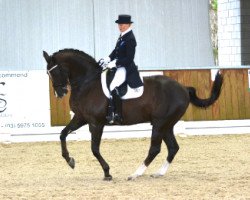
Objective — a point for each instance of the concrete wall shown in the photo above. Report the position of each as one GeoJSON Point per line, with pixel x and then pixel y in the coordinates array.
{"type": "Point", "coordinates": [234, 32]}
{"type": "Point", "coordinates": [170, 34]}
{"type": "Point", "coordinates": [229, 32]}
{"type": "Point", "coordinates": [245, 31]}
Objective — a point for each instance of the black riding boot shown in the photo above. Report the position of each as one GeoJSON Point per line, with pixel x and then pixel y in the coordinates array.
{"type": "Point", "coordinates": [114, 109]}
{"type": "Point", "coordinates": [118, 107]}
{"type": "Point", "coordinates": [111, 111]}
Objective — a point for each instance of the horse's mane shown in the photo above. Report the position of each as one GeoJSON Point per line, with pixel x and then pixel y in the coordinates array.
{"type": "Point", "coordinates": [77, 52]}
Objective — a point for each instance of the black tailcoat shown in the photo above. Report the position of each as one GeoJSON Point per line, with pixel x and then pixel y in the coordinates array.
{"type": "Point", "coordinates": [124, 52]}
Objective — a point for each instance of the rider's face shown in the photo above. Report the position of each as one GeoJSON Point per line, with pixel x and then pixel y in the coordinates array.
{"type": "Point", "coordinates": [123, 27]}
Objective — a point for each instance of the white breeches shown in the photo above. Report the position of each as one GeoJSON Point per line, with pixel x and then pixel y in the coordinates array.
{"type": "Point", "coordinates": [120, 77]}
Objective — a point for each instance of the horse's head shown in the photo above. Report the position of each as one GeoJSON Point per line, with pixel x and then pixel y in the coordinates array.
{"type": "Point", "coordinates": [58, 75]}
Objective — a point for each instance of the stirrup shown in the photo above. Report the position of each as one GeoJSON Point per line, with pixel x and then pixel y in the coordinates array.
{"type": "Point", "coordinates": [110, 119]}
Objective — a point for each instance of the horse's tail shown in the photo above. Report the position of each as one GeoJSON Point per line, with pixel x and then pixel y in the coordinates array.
{"type": "Point", "coordinates": [215, 93]}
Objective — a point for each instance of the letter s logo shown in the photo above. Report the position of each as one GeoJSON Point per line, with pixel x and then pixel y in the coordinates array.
{"type": "Point", "coordinates": [3, 102]}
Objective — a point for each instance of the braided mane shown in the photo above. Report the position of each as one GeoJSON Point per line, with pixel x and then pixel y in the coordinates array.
{"type": "Point", "coordinates": [77, 52]}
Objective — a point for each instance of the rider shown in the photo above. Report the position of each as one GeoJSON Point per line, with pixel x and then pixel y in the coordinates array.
{"type": "Point", "coordinates": [121, 61]}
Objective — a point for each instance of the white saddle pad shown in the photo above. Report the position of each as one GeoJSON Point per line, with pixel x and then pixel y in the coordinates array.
{"type": "Point", "coordinates": [131, 92]}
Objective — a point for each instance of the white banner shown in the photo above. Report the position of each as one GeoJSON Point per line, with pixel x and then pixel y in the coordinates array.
{"type": "Point", "coordinates": [24, 101]}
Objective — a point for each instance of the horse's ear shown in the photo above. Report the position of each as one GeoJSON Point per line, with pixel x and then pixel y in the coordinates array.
{"type": "Point", "coordinates": [46, 56]}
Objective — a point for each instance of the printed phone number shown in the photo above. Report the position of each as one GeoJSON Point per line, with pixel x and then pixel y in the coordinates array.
{"type": "Point", "coordinates": [25, 125]}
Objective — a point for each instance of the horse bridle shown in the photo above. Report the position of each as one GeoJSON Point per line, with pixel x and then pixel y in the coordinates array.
{"type": "Point", "coordinates": [58, 85]}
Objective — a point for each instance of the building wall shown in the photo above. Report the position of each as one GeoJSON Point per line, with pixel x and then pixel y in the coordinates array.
{"type": "Point", "coordinates": [245, 31]}
{"type": "Point", "coordinates": [229, 33]}
{"type": "Point", "coordinates": [234, 32]}
{"type": "Point", "coordinates": [170, 34]}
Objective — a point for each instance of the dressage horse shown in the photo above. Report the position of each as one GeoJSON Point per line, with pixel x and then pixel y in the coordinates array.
{"type": "Point", "coordinates": [163, 102]}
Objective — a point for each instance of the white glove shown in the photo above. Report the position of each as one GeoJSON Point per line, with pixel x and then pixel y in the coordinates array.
{"type": "Point", "coordinates": [112, 64]}
{"type": "Point", "coordinates": [103, 62]}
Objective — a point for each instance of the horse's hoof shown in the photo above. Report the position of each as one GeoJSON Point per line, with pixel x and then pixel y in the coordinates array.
{"type": "Point", "coordinates": [72, 163]}
{"type": "Point", "coordinates": [132, 177]}
{"type": "Point", "coordinates": [157, 175]}
{"type": "Point", "coordinates": [107, 178]}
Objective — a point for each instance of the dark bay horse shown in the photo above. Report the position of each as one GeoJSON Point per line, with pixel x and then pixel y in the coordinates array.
{"type": "Point", "coordinates": [163, 103]}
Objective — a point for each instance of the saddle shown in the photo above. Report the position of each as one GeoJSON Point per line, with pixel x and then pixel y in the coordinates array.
{"type": "Point", "coordinates": [124, 91]}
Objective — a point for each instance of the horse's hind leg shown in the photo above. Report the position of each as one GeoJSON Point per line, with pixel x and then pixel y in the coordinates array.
{"type": "Point", "coordinates": [96, 135]}
{"type": "Point", "coordinates": [172, 147]}
{"type": "Point", "coordinates": [155, 148]}
{"type": "Point", "coordinates": [73, 125]}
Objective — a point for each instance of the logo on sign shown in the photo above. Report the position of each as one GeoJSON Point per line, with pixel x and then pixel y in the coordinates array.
{"type": "Point", "coordinates": [3, 102]}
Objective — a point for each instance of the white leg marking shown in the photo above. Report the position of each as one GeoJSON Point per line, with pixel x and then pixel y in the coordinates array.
{"type": "Point", "coordinates": [138, 172]}
{"type": "Point", "coordinates": [162, 171]}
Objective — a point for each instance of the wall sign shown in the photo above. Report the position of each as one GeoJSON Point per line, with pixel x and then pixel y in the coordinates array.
{"type": "Point", "coordinates": [24, 101]}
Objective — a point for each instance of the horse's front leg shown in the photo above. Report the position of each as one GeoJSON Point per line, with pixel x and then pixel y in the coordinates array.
{"type": "Point", "coordinates": [96, 135]}
{"type": "Point", "coordinates": [73, 125]}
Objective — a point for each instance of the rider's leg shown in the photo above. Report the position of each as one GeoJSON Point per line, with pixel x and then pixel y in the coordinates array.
{"type": "Point", "coordinates": [114, 101]}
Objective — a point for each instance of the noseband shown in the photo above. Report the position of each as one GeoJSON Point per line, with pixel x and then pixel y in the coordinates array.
{"type": "Point", "coordinates": [48, 71]}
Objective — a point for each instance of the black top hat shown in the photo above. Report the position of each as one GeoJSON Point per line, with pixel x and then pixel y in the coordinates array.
{"type": "Point", "coordinates": [124, 19]}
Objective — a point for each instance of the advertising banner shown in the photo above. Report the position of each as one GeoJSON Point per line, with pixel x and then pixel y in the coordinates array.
{"type": "Point", "coordinates": [24, 101]}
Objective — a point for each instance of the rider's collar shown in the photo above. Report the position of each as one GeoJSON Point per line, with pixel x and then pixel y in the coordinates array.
{"type": "Point", "coordinates": [123, 33]}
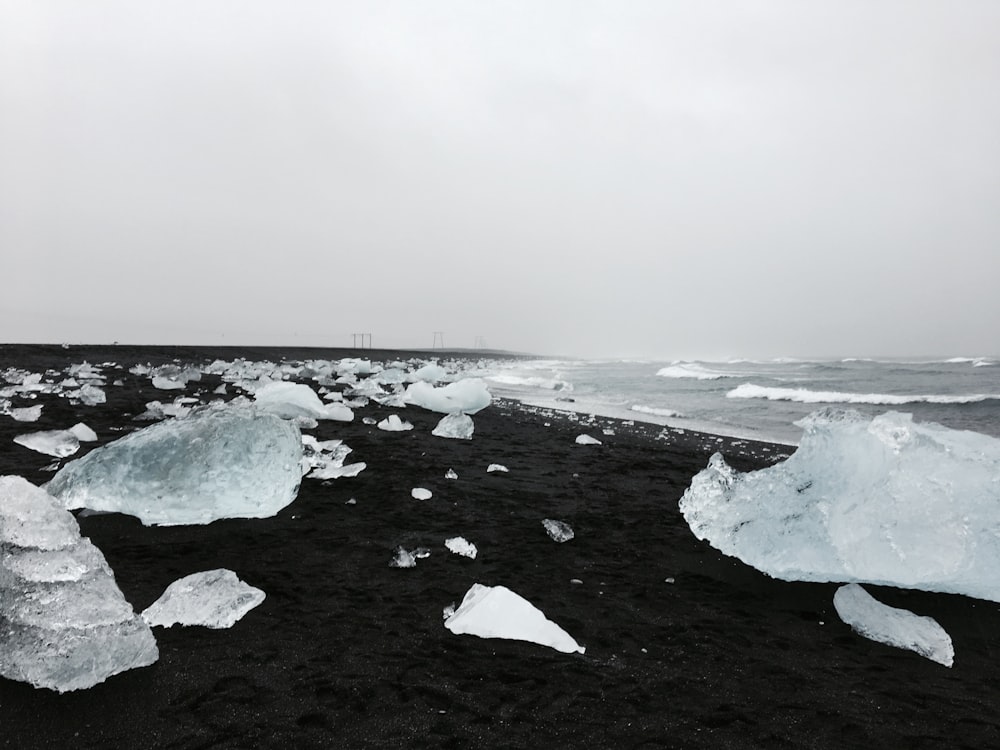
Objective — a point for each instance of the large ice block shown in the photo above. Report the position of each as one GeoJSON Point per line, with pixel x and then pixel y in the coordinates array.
{"type": "Point", "coordinates": [229, 462]}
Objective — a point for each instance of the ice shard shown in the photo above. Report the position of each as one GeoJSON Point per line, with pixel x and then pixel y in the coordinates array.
{"type": "Point", "coordinates": [64, 624]}
{"type": "Point", "coordinates": [229, 462]}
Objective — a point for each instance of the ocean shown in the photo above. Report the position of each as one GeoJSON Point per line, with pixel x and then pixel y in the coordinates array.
{"type": "Point", "coordinates": [761, 400]}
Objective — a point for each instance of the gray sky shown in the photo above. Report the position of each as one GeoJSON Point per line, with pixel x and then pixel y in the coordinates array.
{"type": "Point", "coordinates": [661, 179]}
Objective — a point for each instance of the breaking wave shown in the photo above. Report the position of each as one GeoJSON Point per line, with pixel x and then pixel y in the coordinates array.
{"type": "Point", "coordinates": [805, 396]}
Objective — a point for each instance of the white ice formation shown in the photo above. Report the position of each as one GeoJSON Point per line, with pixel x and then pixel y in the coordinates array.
{"type": "Point", "coordinates": [467, 396]}
{"type": "Point", "coordinates": [894, 627]}
{"type": "Point", "coordinates": [558, 531]}
{"type": "Point", "coordinates": [461, 546]}
{"type": "Point", "coordinates": [457, 426]}
{"type": "Point", "coordinates": [215, 463]}
{"type": "Point", "coordinates": [212, 598]}
{"type": "Point", "coordinates": [883, 500]}
{"type": "Point", "coordinates": [65, 624]}
{"type": "Point", "coordinates": [497, 612]}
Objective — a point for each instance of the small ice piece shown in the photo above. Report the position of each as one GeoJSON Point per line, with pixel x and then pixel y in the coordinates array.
{"type": "Point", "coordinates": [228, 462]}
{"type": "Point", "coordinates": [894, 627]}
{"type": "Point", "coordinates": [58, 443]}
{"type": "Point", "coordinates": [402, 558]}
{"type": "Point", "coordinates": [27, 413]}
{"type": "Point", "coordinates": [461, 546]}
{"type": "Point", "coordinates": [559, 531]}
{"type": "Point", "coordinates": [83, 433]}
{"type": "Point", "coordinates": [213, 598]}
{"type": "Point", "coordinates": [393, 423]}
{"type": "Point", "coordinates": [468, 396]}
{"type": "Point", "coordinates": [497, 612]}
{"type": "Point", "coordinates": [458, 426]}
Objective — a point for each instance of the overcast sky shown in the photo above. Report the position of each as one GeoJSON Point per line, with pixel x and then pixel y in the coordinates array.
{"type": "Point", "coordinates": [658, 179]}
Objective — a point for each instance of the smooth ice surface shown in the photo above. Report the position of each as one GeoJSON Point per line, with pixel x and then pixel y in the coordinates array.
{"type": "Point", "coordinates": [58, 443]}
{"type": "Point", "coordinates": [458, 426]}
{"type": "Point", "coordinates": [497, 612]}
{"type": "Point", "coordinates": [559, 531]}
{"type": "Point", "coordinates": [461, 546]}
{"type": "Point", "coordinates": [393, 423]}
{"type": "Point", "coordinates": [215, 463]}
{"type": "Point", "coordinates": [213, 598]}
{"type": "Point", "coordinates": [65, 624]}
{"type": "Point", "coordinates": [881, 500]}
{"type": "Point", "coordinates": [467, 396]}
{"type": "Point", "coordinates": [892, 626]}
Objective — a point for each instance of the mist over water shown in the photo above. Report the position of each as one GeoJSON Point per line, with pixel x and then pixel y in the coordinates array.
{"type": "Point", "coordinates": [762, 399]}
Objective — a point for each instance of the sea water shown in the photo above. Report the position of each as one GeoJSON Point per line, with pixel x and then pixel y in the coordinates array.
{"type": "Point", "coordinates": [759, 399]}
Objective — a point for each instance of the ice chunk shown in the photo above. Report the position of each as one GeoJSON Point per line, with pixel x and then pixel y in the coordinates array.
{"type": "Point", "coordinates": [58, 443]}
{"type": "Point", "coordinates": [468, 396]}
{"type": "Point", "coordinates": [27, 413]}
{"type": "Point", "coordinates": [461, 546]}
{"type": "Point", "coordinates": [212, 598]}
{"type": "Point", "coordinates": [393, 423]}
{"type": "Point", "coordinates": [66, 625]}
{"type": "Point", "coordinates": [497, 612]}
{"type": "Point", "coordinates": [458, 426]}
{"type": "Point", "coordinates": [83, 433]}
{"type": "Point", "coordinates": [559, 531]}
{"type": "Point", "coordinates": [216, 463]}
{"type": "Point", "coordinates": [892, 626]}
{"type": "Point", "coordinates": [881, 500]}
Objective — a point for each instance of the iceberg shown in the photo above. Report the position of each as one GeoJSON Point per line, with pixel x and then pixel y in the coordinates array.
{"type": "Point", "coordinates": [65, 622]}
{"type": "Point", "coordinates": [468, 396]}
{"type": "Point", "coordinates": [213, 599]}
{"type": "Point", "coordinates": [895, 627]}
{"type": "Point", "coordinates": [882, 500]}
{"type": "Point", "coordinates": [228, 462]}
{"type": "Point", "coordinates": [457, 426]}
{"type": "Point", "coordinates": [58, 443]}
{"type": "Point", "coordinates": [497, 612]}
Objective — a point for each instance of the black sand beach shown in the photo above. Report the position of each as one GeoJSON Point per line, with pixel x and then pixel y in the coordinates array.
{"type": "Point", "coordinates": [348, 652]}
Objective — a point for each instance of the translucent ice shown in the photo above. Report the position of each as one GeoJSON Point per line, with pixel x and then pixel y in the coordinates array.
{"type": "Point", "coordinates": [881, 500]}
{"type": "Point", "coordinates": [458, 426]}
{"type": "Point", "coordinates": [892, 626]}
{"type": "Point", "coordinates": [216, 463]}
{"type": "Point", "coordinates": [212, 598]}
{"type": "Point", "coordinates": [58, 443]}
{"type": "Point", "coordinates": [497, 612]}
{"type": "Point", "coordinates": [468, 396]}
{"type": "Point", "coordinates": [66, 625]}
{"type": "Point", "coordinates": [558, 531]}
{"type": "Point", "coordinates": [393, 423]}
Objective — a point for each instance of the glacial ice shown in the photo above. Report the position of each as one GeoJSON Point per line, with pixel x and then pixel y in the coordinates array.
{"type": "Point", "coordinates": [213, 599]}
{"type": "Point", "coordinates": [497, 612]}
{"type": "Point", "coordinates": [393, 423]}
{"type": "Point", "coordinates": [215, 463]}
{"type": "Point", "coordinates": [65, 622]}
{"type": "Point", "coordinates": [58, 443]}
{"type": "Point", "coordinates": [894, 627]}
{"type": "Point", "coordinates": [883, 500]}
{"type": "Point", "coordinates": [558, 531]}
{"type": "Point", "coordinates": [458, 426]}
{"type": "Point", "coordinates": [468, 396]}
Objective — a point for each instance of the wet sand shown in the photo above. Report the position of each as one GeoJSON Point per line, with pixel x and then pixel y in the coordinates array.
{"type": "Point", "coordinates": [685, 647]}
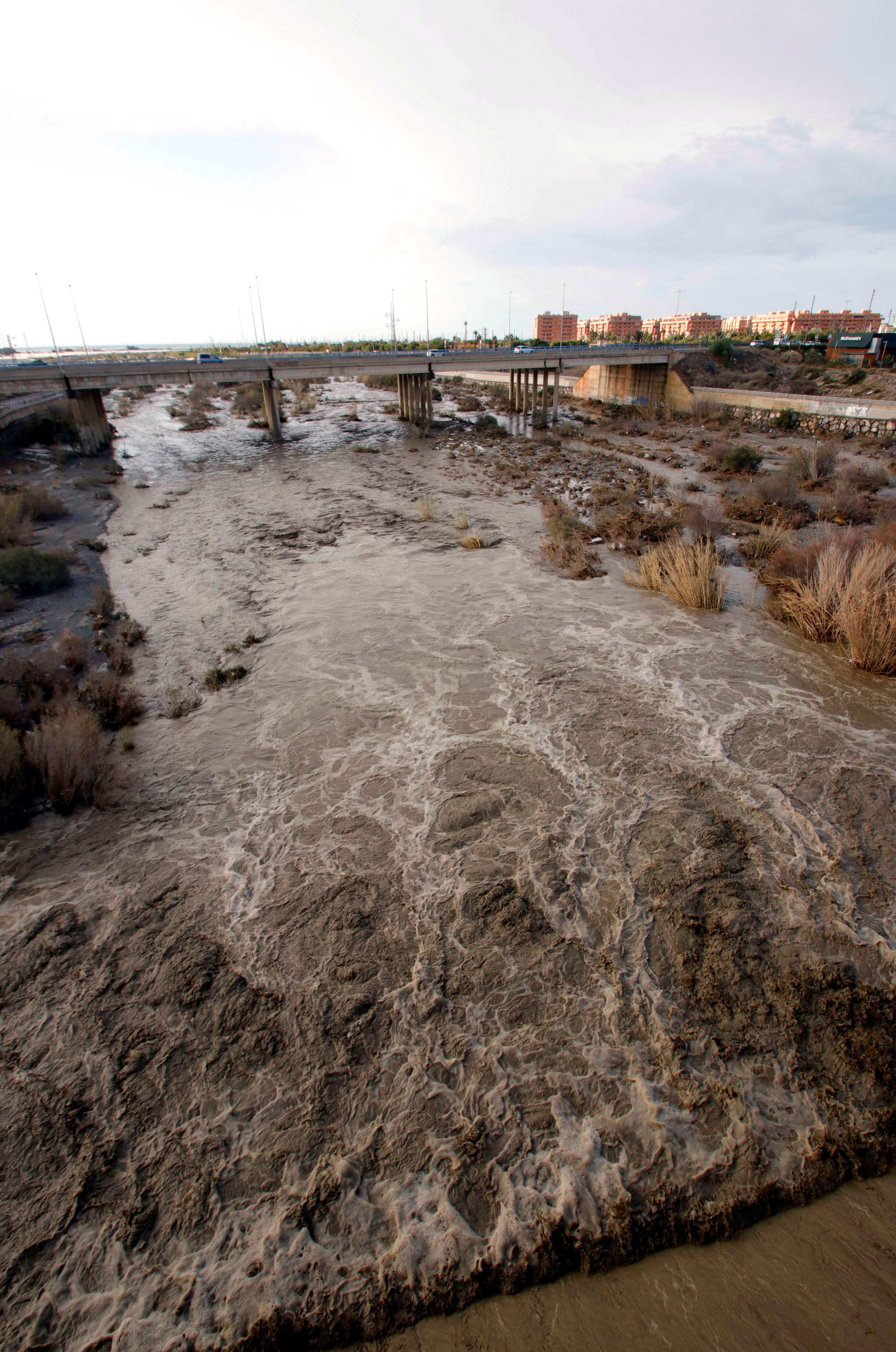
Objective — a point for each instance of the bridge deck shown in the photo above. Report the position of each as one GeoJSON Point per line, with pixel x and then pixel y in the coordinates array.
{"type": "Point", "coordinates": [68, 377]}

::::::::

• [Task statement] Pass over all pictures while writing out the lines from the line with "Objective — a point for each instance of the wet" through the last line exactly.

• [Completed task]
Objective — a point for each instance of the wet sand shown in the photo above. Report the position of each as one GeoJSON Point per line, with pixel x and then pixel y in the coordinates array.
{"type": "Point", "coordinates": [685, 647]}
Objective — a point for each instance of the bridge deck shown in the photo above. Report the position of each as one GeoJSON Point per line, with pixel x and then pixel y in the coordinates array.
{"type": "Point", "coordinates": [68, 377]}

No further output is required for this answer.